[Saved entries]
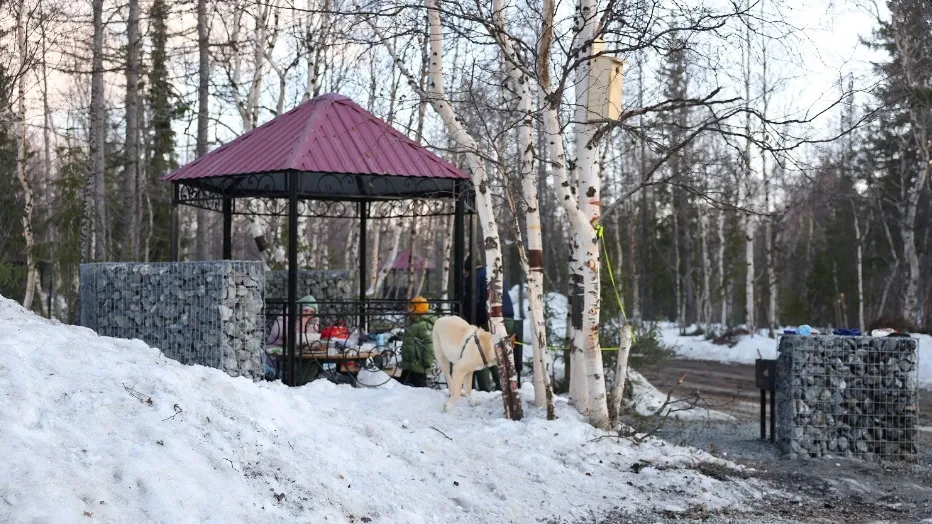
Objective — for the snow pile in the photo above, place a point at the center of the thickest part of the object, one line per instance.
(746, 351)
(111, 430)
(750, 348)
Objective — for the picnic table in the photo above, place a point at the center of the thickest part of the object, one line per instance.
(336, 357)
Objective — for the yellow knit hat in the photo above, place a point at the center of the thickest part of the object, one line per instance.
(419, 305)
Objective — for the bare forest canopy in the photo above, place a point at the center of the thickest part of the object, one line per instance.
(745, 181)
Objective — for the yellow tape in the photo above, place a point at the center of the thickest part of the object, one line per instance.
(600, 232)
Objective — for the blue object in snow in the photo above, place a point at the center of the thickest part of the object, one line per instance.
(845, 332)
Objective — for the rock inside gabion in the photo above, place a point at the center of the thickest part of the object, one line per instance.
(207, 313)
(847, 397)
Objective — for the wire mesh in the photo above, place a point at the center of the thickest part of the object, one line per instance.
(206, 313)
(848, 396)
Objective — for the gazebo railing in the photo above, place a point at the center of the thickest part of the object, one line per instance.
(344, 337)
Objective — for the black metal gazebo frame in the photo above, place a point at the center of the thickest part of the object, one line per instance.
(293, 194)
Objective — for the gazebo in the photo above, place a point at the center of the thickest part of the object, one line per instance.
(327, 157)
(397, 272)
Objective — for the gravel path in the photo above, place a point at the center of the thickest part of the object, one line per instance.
(829, 491)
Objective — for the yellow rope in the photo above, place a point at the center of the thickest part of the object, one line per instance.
(600, 232)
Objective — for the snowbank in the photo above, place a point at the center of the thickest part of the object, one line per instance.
(111, 430)
(750, 348)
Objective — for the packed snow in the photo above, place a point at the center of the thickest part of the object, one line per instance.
(108, 430)
(750, 348)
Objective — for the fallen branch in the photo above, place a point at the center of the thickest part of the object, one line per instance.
(441, 432)
(137, 395)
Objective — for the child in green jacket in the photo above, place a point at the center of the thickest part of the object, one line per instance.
(417, 352)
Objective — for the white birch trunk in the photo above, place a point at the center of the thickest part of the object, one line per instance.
(580, 225)
(374, 259)
(705, 301)
(621, 370)
(436, 94)
(720, 229)
(31, 270)
(589, 185)
(543, 393)
(98, 137)
(677, 279)
(131, 166)
(491, 242)
(860, 271)
(387, 266)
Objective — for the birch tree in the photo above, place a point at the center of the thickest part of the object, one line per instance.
(909, 30)
(534, 259)
(22, 22)
(95, 197)
(203, 100)
(436, 95)
(131, 165)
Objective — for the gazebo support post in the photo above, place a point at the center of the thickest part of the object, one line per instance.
(459, 248)
(227, 228)
(292, 275)
(175, 234)
(363, 279)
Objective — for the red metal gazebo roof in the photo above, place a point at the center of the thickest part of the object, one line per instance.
(327, 134)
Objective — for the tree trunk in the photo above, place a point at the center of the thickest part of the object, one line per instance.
(21, 164)
(387, 266)
(98, 216)
(447, 259)
(749, 314)
(534, 259)
(918, 117)
(585, 353)
(47, 166)
(621, 370)
(635, 273)
(483, 201)
(374, 258)
(412, 260)
(705, 301)
(722, 285)
(131, 165)
(859, 244)
(203, 78)
(589, 184)
(677, 278)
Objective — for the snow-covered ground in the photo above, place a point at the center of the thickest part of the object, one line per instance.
(95, 429)
(750, 348)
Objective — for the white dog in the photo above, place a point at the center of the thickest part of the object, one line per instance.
(468, 347)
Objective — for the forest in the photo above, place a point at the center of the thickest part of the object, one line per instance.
(721, 192)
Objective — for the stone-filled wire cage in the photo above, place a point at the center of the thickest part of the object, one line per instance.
(206, 313)
(847, 397)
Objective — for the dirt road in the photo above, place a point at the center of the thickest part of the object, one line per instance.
(817, 491)
(730, 387)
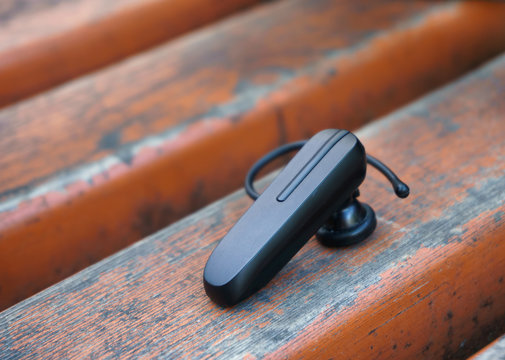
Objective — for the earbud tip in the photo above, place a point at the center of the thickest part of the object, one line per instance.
(402, 190)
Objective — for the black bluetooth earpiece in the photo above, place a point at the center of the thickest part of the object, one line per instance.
(316, 193)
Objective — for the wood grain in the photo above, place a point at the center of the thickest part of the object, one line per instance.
(427, 284)
(494, 351)
(102, 162)
(45, 43)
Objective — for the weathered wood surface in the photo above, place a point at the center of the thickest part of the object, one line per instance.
(46, 42)
(104, 161)
(427, 284)
(494, 351)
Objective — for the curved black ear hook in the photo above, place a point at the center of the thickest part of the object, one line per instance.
(316, 192)
(400, 188)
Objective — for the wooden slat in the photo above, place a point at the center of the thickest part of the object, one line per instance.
(427, 284)
(107, 160)
(494, 351)
(46, 42)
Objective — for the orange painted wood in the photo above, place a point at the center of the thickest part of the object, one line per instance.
(494, 351)
(104, 161)
(46, 42)
(427, 284)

### Work to complete
The reply must match the records exactly, apart from the pictures, which are left out.

### Result of the task
Objective — for the snow pile in the photo above, place a point at the center of the thickest part of the object, one line per instance.
(746, 351)
(111, 430)
(750, 348)
Objective — for the picnic table in the photo above, place a point at the center of the thickest part of the object, one line per instance.
(336, 357)
Objective — for the yellow knit hat in the photo above, place a point at the center of the thickest part of the object, one line per instance.
(419, 305)
Objective — for the bare forest canopy in the photo above, place a point at the center of the thickest part of the object, one line per instance.
(745, 181)
Objective — for the yellow tape in the photo above, place a point at the center of the thickest part of the object, one line per instance.
(600, 232)
Objective — for the blue object in snow in the photo above, place a point at the center of the thickest part of the object, one line per instance.
(845, 332)
Objective — for the rock inside gabion in the photo above, place a point at the center of the thickest part of the object, one line per instance.
(207, 313)
(847, 397)
Objective — for the wire mesh in the photo above, place a point at the center of the thickest part of the object, one line per instance.
(206, 313)
(848, 396)
Objective — for the gazebo railing in the photo above, place a point at the center of the thickest part of the object, one line per instance.
(344, 337)
Objective — for the black metal gazebo frame in the photo above, place a point at the center of the thickest part of the object, one line per instance.
(293, 194)
Objective — for the gazebo in the photo above, place a point at the center of the thickest part of the object, one line per instance.
(327, 157)
(397, 272)
Objective — for the gravel path in the photo above, place a point at the center of the thickest part of the object, one line per instance.
(829, 491)
Objective — for the yellow rope in the photo above, place a point at the center of the thickest part of the object, one line per instance.
(600, 232)
Objective — for the snowbank in the photo above, place a point at the center of the thickest part of the object, one line per instance.
(111, 430)
(750, 348)
Objective — for the packed snow in the photo above, place a point at the center of the thickest part of the object, one line per instance.
(108, 430)
(750, 348)
Objective — for the fallen branch in the photo above, place a point at the center of the thickest part of the object, one line per instance.
(441, 432)
(137, 395)
Objective — for the child in green jacket in the photo above, place a point at the center of the thickest part of the object, one line per instance.
(417, 352)
Objective — for the white birch trunk in the photo above, place a point at the center of the thickest part of the object, one line per instance.
(580, 225)
(374, 259)
(705, 301)
(621, 370)
(436, 94)
(720, 229)
(31, 270)
(589, 185)
(543, 393)
(98, 137)
(677, 279)
(131, 166)
(491, 242)
(860, 271)
(387, 266)
Objective — for the birch tree in the photo above, place a point at the center of the thickest part of the object, one line per instance.
(909, 30)
(534, 259)
(22, 22)
(95, 197)
(203, 100)
(436, 95)
(131, 165)
Objective — for the gazebo support post in the photo above, place a point at the center of the thickest part of the object, one line per instance.
(459, 248)
(227, 228)
(292, 275)
(175, 234)
(363, 279)
Objective — for the red metal gazebo roof in the photo above, place a point at the center of the thickest part of the object, one line per instance.
(327, 134)
Objective — for the tree trunk in the photo above, place a point at the center of the thickest part of the object, one line per instance.
(21, 164)
(387, 266)
(98, 216)
(447, 259)
(749, 314)
(534, 259)
(918, 117)
(585, 353)
(47, 166)
(621, 370)
(635, 273)
(483, 201)
(374, 258)
(412, 260)
(705, 301)
(722, 285)
(131, 165)
(859, 244)
(203, 78)
(589, 184)
(677, 278)
Objective — for the snow-covered ground in the photo above, place a point at the center of the thickest part of the object, one line per instance.
(95, 429)
(750, 348)
Objective — for the white dog in the photo above, place a point at the center of the thickest part of the object, one line per instance.
(468, 347)
Objective — for the forest in the photo above, place a point at the center of the thickest part of the object, one line per instance.
(721, 192)
Objective — for the stone-filled wire cage in the photo above, place a point at the center of the thickest part of the object, one line per instance.
(206, 313)
(847, 397)
Objective — for the dirt road in the photo above, place a point at the center of the thickest part of the object, one line per instance.
(817, 491)
(730, 387)
Objective — for the earbud tip in the photo above, place a point at the center of the thickest part of the object, one line per instance.
(402, 190)
Objective — for the black bluetooth earpiece in the photo above, place a point at the center of the thickest part of the object, one line per instance.
(316, 193)
Objective — for the wood grain in the photo above, place a point at the center of the thickest part of the object, one line per instance.
(427, 284)
(494, 351)
(102, 162)
(45, 43)
Objective — for the weathered wood surface in the photo above, place a point at the center of the thickest part of the object, one line per instance.
(46, 42)
(104, 161)
(427, 284)
(494, 351)
Objective — for the curved black ear hook in the photo above, place a point at the center of the thickest part of the object, one line per instance.
(316, 192)
(400, 188)
Objective — for the wooden slat in the photo above, place a point at the center of the thickest part of the object, one line per instance.
(427, 284)
(107, 160)
(494, 351)
(46, 42)
Objective — for the orange painted wood in the photo above, place a point at the center of the thickest part of the object, one line per instance.
(494, 351)
(104, 161)
(46, 42)
(427, 284)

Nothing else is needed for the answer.